◆ EXERCISE INSTRUCTIONS: Which lines of the entries below hold the word "green"? Report each of them.
[RAW DATA Boundary: Start]
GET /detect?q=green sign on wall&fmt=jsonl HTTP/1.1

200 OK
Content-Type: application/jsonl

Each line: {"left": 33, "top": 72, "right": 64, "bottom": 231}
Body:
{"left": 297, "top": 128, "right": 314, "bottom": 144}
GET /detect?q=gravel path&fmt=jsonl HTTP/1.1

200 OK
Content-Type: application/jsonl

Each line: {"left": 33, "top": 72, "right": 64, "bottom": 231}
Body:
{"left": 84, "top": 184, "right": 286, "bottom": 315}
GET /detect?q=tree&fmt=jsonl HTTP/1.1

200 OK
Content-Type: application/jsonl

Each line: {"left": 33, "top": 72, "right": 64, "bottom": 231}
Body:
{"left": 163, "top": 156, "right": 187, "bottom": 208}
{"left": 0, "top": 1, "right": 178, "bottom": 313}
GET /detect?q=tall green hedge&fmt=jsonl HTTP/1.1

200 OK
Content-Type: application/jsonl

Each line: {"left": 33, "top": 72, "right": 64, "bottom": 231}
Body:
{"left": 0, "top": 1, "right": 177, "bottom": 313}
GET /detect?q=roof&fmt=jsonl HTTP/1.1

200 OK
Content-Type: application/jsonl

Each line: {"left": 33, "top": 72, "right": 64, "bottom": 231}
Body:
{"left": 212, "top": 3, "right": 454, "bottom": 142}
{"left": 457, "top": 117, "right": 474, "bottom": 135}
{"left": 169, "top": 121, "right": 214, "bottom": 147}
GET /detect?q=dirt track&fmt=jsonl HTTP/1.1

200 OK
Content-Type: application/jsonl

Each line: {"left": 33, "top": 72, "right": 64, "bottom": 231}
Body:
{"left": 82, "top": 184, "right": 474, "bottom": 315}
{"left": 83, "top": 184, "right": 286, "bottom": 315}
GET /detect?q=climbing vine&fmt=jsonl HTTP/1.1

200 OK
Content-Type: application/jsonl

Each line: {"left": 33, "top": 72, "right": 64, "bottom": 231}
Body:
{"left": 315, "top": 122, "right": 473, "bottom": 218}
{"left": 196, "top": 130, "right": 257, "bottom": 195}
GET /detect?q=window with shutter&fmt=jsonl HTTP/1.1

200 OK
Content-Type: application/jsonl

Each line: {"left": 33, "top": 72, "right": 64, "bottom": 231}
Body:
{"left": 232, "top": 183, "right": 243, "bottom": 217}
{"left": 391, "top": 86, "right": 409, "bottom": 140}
[RAW DATA Boundary: End]
◆ THE COMPLETED TASK:
GET /detect?q=green sign on wall&fmt=jsonl HTTP/1.1
GET /detect?q=tall green hedge&fmt=jsonl HTTP/1.1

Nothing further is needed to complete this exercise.